_Exercise objective_. Repeat all of the data below, substituting "pixel coordinates" for each occurrence of "pixel pairs" and leaving everything else unchanged.
[START OF Source material]
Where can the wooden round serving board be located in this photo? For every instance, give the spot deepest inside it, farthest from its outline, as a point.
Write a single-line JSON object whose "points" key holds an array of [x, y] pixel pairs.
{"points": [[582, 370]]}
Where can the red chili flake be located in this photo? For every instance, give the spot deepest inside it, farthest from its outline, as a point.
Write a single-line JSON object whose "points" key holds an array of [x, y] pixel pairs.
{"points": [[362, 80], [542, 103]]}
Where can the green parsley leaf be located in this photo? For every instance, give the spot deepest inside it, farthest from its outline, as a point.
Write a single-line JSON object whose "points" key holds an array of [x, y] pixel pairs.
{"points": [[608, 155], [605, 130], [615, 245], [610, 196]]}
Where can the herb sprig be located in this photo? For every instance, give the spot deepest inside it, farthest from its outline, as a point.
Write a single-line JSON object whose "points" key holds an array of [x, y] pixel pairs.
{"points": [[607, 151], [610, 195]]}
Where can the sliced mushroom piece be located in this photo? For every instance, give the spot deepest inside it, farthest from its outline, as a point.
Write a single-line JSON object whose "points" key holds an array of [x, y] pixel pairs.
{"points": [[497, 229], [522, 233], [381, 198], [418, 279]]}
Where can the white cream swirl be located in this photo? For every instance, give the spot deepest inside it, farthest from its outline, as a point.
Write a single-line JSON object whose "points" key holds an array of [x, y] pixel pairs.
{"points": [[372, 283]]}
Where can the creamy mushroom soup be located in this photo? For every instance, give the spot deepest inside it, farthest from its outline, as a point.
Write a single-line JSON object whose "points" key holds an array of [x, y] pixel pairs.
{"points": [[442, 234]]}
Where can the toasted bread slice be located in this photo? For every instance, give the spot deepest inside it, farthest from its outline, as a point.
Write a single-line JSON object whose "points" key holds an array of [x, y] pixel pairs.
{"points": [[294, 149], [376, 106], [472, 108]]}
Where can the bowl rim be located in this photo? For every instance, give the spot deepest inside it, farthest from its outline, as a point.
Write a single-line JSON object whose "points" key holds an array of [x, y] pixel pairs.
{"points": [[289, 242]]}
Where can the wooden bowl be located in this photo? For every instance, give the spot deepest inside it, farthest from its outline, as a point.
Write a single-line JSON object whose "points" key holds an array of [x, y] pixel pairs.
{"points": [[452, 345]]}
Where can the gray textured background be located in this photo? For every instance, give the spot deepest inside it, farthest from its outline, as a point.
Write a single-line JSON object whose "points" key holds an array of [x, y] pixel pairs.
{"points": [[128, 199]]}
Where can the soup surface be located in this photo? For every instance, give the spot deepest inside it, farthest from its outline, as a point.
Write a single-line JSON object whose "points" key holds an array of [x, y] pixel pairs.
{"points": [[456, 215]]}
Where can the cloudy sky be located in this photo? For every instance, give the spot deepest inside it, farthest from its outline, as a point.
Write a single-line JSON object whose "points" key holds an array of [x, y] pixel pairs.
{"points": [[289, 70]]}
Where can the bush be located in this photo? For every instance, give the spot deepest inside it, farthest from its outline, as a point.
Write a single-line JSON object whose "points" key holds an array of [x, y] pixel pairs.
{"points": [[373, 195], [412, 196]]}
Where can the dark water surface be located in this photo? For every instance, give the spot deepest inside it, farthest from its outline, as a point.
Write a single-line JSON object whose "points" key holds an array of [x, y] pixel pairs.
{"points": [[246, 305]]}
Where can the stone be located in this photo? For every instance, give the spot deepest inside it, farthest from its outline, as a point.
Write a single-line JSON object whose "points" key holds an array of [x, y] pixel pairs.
[END OF Source material]
_The solution_.
Where can the wooden round serving board be located in this photo? For every instance, give the spot deepest inside it, farthest from its outline, as a point.
Write a single-line JSON object whose "points" key holds an array of [x, y] pixel coordinates.
{"points": [[582, 370]]}
Where can the red chili flake be located in this photo? For every instance, give the spot deepest inside it, farthest from its outline, as a point.
Write a single-line JSON object whose "points" key holds an array of [x, y] pixel coordinates.
{"points": [[362, 80], [542, 103]]}
Where can the green parsley leaf be located in this photo? For every instance, give the spot deepest inside it, farthest from its outline, as a point.
Write a single-line JSON object whose "points" key holds an array of [x, y] pixel coordinates.
{"points": [[608, 155], [605, 130], [615, 245], [610, 196]]}
Where can the herb sprig be located in this photo? For every instance, give the spot deepest inside it, farthest from its outline, as a point.
Write a single-line JSON object whose "points" key holds an array of [x, y] pixel coordinates.
{"points": [[607, 151], [610, 195]]}
Where can the sliced mushroom piece be located in this photo? For every instance, give the spot deepest inside it, farthest from its outline, as a point.
Write a single-line JSON object whose "points" key holds an array of [x, y] pixel coordinates.
{"points": [[497, 229], [522, 233], [381, 198], [418, 279]]}
Where can the white cream swirl be located in this photo? For every instance, give the spot deepest inside it, farthest from its outline, as a point.
Write a single-line JSON object whose "points" key holds an array of [x, y] pixel coordinates.
{"points": [[372, 283]]}
Where can the creamy mushroom soup be located in this photo? For every instance, give the spot deepest inside it, farthest from its outline, as a point.
Write a single-line JSON object whose "points" key holds an array of [x, y] pixel coordinates.
{"points": [[442, 234]]}
Where can the toasted bread slice be located in this photo? For every instance, give the spot deepest inside it, farthest from its outline, as a point.
Write a single-line JSON object whose "points" key holds an array of [x, y] pixel coordinates.
{"points": [[294, 149], [376, 106], [472, 108]]}
Where can the bowl rim be located in this photo? For every instance, give the spot deepest inside it, farthest from its outline, as a point.
Write a single-line JSON object whose "points" key holds an array of [x, y] pixel coordinates.
{"points": [[289, 242]]}
Where can the wooden bowl be located in this photo? For every instance, give the spot deepest inside it, farthest from its outline, as a point.
Write a single-line JSON object whose "points" key holds an array of [x, y] pixel coordinates.
{"points": [[452, 345]]}
Where can the gray textured background be located in this photo? For every instance, give the spot deepest inside it, farthest from its outline, as a point.
Write a single-line JSON object whose "points" key holds an array of [x, y] pixel coordinates.
{"points": [[128, 199]]}
Where can the soup surface be located in this photo? For every instance, give the spot deepest inside it, farthest from its outline, as a point.
Write a single-line JSON object whose "points" key holds an array of [x, y] pixel coordinates.
{"points": [[456, 215]]}
Where can the cloudy sky be located in this photo? For every instance, give the spot deepest inside it, farthest from its outline, as a point.
Write a single-line JSON object whose "points" key holds an array of [x, y] pixel coordinates.
{"points": [[289, 70]]}
Where can the bush be located in this photo? For every instance, give the spot deepest inside it, farthest from its outline, as a point.
Write a single-line JSON object whose "points" key holds an array of [x, y] pixel coordinates.
{"points": [[373, 195], [412, 196]]}
Where can the dark water surface be located in this photo? For every instance, give the spot deepest inside it, farthest from its outline, as a point.
Write a single-line JSON object whose "points" key holds an array of [x, y] pixel coordinates.
{"points": [[246, 305]]}
Where can the stone be located in this photo? For every instance, give the spot deepest inside it, farthest from its outline, as a point.
Write a single-line JSON object whose "points" key holds an array of [x, y] pixel coordinates.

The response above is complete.